RECORDS TO PROCESS –
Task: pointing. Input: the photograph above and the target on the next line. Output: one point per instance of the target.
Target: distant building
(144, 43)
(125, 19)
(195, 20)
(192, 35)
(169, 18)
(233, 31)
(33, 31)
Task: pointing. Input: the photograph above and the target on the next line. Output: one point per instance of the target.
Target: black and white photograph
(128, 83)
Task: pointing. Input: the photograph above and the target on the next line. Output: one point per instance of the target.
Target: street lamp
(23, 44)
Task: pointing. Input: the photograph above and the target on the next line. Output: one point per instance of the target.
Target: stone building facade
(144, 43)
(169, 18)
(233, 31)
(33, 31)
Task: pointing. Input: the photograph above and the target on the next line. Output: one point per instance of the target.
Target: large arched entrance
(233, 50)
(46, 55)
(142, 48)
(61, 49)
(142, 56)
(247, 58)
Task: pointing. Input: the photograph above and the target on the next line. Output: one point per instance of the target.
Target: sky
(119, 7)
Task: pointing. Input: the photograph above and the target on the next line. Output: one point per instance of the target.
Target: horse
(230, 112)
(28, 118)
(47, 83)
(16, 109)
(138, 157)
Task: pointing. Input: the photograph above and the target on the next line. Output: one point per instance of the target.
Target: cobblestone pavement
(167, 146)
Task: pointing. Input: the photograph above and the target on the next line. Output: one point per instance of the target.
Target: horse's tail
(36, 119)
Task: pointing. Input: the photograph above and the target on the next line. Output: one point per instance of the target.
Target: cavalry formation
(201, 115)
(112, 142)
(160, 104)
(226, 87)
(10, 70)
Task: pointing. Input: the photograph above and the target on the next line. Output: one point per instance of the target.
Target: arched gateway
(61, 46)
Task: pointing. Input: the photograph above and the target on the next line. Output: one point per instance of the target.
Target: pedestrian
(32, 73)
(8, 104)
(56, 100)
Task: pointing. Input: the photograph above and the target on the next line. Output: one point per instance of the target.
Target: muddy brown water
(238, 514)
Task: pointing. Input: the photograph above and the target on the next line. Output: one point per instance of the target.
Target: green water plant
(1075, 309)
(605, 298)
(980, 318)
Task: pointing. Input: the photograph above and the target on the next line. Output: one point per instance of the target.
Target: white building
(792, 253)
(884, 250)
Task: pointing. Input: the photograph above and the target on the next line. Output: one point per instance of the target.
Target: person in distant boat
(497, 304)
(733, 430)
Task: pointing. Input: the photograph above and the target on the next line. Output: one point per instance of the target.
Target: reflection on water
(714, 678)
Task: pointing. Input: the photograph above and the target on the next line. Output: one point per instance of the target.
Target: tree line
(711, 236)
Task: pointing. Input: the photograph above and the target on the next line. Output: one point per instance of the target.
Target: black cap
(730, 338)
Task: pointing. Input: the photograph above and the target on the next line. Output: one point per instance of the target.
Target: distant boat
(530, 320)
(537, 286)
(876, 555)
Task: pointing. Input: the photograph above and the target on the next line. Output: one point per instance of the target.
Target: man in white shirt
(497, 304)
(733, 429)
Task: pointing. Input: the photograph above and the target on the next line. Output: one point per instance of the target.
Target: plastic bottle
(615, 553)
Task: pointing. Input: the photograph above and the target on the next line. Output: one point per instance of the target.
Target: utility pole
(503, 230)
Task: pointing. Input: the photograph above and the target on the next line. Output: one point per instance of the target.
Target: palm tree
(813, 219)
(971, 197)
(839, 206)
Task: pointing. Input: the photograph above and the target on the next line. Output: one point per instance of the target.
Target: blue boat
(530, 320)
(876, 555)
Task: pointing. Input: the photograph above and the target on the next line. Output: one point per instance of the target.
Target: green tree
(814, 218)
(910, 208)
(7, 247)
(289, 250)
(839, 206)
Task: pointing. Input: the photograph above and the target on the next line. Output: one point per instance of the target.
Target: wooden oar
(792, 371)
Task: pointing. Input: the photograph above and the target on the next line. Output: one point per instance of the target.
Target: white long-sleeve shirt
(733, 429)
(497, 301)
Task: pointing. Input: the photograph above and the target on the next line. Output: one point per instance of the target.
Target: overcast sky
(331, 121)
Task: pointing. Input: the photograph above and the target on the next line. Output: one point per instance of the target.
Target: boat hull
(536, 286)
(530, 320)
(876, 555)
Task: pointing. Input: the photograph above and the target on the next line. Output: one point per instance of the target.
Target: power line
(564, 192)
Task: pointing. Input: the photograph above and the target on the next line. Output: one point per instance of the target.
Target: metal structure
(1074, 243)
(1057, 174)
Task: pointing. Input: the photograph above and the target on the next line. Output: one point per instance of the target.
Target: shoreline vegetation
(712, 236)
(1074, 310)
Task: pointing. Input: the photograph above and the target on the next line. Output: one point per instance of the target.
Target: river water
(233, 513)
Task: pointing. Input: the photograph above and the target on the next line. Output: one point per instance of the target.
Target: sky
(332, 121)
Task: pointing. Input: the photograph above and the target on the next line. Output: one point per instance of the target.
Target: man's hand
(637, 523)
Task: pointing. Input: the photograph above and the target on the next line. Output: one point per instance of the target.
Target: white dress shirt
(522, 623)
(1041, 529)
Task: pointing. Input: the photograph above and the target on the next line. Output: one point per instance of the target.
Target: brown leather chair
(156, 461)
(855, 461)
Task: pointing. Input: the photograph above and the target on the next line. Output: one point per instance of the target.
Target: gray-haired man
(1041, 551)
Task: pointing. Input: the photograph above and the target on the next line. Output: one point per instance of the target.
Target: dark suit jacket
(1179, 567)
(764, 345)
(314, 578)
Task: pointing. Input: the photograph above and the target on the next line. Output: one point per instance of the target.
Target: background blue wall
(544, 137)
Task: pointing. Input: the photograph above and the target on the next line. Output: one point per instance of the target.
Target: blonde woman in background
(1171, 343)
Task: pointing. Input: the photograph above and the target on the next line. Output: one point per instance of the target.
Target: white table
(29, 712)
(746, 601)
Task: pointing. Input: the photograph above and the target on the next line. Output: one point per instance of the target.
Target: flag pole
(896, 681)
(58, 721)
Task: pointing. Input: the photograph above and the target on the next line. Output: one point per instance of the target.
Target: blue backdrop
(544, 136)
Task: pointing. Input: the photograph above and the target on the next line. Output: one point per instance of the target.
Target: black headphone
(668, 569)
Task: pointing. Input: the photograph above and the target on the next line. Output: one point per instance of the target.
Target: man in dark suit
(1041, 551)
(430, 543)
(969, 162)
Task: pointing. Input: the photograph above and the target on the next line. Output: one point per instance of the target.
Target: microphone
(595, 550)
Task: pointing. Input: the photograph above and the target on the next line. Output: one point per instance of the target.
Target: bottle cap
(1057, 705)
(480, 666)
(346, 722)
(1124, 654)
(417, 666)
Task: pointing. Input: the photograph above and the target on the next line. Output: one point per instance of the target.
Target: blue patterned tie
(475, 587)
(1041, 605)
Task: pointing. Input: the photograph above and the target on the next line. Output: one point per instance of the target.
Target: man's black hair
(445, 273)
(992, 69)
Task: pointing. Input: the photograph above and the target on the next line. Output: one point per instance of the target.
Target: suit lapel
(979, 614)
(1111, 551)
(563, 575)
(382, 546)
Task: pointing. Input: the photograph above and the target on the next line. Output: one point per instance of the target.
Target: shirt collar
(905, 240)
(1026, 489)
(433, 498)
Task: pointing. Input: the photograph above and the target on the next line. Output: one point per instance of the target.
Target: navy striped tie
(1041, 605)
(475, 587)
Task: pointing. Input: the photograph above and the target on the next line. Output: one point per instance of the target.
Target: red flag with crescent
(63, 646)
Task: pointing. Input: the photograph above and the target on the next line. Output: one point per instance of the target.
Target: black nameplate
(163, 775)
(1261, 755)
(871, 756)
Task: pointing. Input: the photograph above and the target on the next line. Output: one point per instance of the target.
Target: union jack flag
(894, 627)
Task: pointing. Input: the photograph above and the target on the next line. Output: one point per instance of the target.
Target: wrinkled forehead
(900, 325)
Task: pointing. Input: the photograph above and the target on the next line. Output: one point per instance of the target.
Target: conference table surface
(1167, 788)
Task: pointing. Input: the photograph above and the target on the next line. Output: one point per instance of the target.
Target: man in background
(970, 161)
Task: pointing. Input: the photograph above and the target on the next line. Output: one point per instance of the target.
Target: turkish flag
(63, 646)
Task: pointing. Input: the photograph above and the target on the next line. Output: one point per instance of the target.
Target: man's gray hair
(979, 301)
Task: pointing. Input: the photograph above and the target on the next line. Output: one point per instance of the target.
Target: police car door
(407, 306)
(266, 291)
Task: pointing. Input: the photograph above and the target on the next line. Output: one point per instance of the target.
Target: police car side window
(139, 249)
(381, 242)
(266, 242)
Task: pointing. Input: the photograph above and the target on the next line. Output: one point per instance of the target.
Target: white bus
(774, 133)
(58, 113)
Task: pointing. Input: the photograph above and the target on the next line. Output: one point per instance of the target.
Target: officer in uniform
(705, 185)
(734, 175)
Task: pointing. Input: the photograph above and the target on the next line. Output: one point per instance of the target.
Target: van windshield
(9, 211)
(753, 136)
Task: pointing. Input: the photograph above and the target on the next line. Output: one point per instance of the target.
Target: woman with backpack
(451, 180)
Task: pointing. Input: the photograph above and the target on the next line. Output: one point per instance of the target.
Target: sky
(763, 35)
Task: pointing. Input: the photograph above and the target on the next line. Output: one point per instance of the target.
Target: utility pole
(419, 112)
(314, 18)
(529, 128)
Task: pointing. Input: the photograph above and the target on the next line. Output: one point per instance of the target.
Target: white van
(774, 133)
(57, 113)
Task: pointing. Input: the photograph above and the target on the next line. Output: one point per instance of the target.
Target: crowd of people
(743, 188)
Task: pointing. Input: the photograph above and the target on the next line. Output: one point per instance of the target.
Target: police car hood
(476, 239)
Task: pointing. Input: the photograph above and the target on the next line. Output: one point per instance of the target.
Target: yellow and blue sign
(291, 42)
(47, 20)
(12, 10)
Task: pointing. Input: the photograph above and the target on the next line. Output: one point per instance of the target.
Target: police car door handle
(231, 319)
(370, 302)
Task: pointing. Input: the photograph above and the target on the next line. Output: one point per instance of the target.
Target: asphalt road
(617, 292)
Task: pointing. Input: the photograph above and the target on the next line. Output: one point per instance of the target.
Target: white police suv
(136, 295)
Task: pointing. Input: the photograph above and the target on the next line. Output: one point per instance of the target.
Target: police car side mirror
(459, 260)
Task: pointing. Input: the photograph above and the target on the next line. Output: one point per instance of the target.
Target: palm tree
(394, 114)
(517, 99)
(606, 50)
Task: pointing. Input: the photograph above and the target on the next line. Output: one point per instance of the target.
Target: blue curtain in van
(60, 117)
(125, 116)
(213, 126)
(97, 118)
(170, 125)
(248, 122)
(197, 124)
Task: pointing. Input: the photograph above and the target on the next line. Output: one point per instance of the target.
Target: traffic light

WHAT IS EXPECTED – Select every line above that contains the string "white", and copy each one in full. Case counts.

SOLUTION TO THE EXERCISE –
Target: black and white photograph
Target: white building
Target: man in white shirt
Target: white long-sleeve shirt
Target: white dress shirt
Target: white table
Target: white bus
Target: white van
Target: white police suv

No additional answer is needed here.